======== Отрывок со страницы ========

Алексей Зверев - Повседневная жизнь русского литературного Парижа. 1920–1940
В Чехии, в поселке с неблагозвучным названием Вшеноры, приехавший из Праги о. Сергий Булгаков крестил сына Цветаевой Георгия, по-домашнему Мура. Крестины совпали с седьмой годовщиной рукоположения о. Сергия. Был ясный июньский день, цвел жасмин. Служба шла долго — с молитвами, с заклинаниями бесов. На следующий день Цветаева написала своей парижской приятельнице Ольге Колбасиной-Черновой, у которой найдет приют в первые месяцы после переезда во Францию: все время чувствовала страшный напор бесов, не крестины, а ратоборство. Но все равно «в одном месте, когда особенно изгоняли, навек запрещали… у меня выкатились две огромные слезы».
Муру судьба отмерила очень краткий срок. Он погиб на фронте девятнадцати лет. Родителей уже не было в живых, сестру по приговору Особого совещания отправили в воркутинские лагеря.

========

> **Что сделать**
• a. Оформите в виде нумерованного списка строки записей от самого начала записей до строки, содержащей «786 496 L 786», включая обе границы и пропуская пустые строки.
• b. Продолжите текст о Цветаевой и её сыне Муре, начав сразу после его последнего предложения.
Текст и записи никак не связаны друг с другом.

======== Данные упражнения ========

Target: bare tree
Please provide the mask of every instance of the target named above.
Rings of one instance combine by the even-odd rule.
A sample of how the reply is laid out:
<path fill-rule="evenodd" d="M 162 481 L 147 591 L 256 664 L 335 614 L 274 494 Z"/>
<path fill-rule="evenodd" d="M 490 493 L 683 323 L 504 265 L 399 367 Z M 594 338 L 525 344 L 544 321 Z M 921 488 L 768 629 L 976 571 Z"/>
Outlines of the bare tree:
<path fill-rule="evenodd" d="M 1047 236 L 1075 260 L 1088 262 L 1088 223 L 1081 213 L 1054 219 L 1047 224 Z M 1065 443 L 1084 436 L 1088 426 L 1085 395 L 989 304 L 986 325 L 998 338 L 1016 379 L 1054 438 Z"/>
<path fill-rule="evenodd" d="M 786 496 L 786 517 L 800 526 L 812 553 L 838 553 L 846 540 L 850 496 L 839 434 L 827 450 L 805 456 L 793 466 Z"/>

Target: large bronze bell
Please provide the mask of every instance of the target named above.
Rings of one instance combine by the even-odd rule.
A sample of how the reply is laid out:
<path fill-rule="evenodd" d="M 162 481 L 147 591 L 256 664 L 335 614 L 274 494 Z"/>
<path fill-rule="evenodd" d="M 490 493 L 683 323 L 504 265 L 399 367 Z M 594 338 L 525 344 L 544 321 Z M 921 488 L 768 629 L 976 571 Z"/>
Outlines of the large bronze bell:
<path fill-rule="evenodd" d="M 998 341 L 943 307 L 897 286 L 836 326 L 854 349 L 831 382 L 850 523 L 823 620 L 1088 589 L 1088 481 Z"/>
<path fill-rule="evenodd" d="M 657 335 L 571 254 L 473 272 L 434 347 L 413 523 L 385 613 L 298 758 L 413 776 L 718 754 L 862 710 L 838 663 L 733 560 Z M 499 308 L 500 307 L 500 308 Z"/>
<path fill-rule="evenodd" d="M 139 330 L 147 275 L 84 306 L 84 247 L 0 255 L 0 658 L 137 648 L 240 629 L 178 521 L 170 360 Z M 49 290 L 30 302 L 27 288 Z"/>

========

> **Ответы к заданиям**
• a.
1. Target: bare tree
2. Please provide the mask of every instance of the target named above.
3. Rings of one instance combine by the even-odd rule.
4. A sample of how the reply is laid out:
5. <path fill-rule="evenodd" d="M 162 481 L 147 591 L 256 664 L 335 614 L 274 494 Z"/>
6. <path fill-rule="evenodd" d="M 490 493 L 683 323 L 504 265 L 399 367 Z M 594 338 L 525 344 L 544 321 Z M 921 488 L 768 629 L 976 571 Z"/>
7. Outlines of the bare tree:
8. <path fill-rule="evenodd" d="M 1047 236 L 1075 260 L 1088 262 L 1088 223 L 1081 213 L 1054 219 L 1047 224 Z M 1065 443 L 1084 436 L 1088 426 L 1085 395 L 989 304 L 986 325 L 998 338 L 1016 379 L 1054 438 Z"/>
9. <path fill-rule="evenodd" d="M 786 496 L 786 517 L 800 526 L 812 553 L 838 553 L 846 540 L 850 496 L 839 434 L 827 450 L 805 456 L 793 466 Z"/>

• b.
Отношения Цветаевой с православными кругами были напряженными, преобладала неприязнь — с обеих сторон. О писаниях о. Сергия, печатавшегося в пражском журнале «Ковчег», где сотрудничала и Цветаева, она отзывалась насмешливо. С Бердяевым старалась не встречаться, хотя одно время они жили по соседству, в парижском пригороде Кламар. Еще в 1923 году она призналась Гулю, что Бердяев с давних пор вызывает у нее отвращение.
Как-то затеяли сбор пожертвований, чтобы из голодной Москвы помочь совсем погибающему в Крыму Волошину, и Бердяев сказал ей: «У вас самой ничего нет, неразумно давать». Такого Цветаева с ее мгновенной, безоглядной отзывчивостью, когда друзья попадали в беду, никому не прощала. Из письма Волошину, 1921 год: Бердяев — в числе торговцев от литературы, когда они «открывают рот, чтобы произнести слово „Бог“, у меня всю внутренность сводит от скуки, не потому, что „Бог“, а потому, что мертвый Бог, не растущий, не воинствующий…» И в письме Гулю несколько лет спустя она оценила философию Бердяева более чем презрительно: «Словесничество. — В ушах навязло. Слова „богоносец“ не выношу, скриплю. „Русского Бога“ топлю в Днепре, как идола».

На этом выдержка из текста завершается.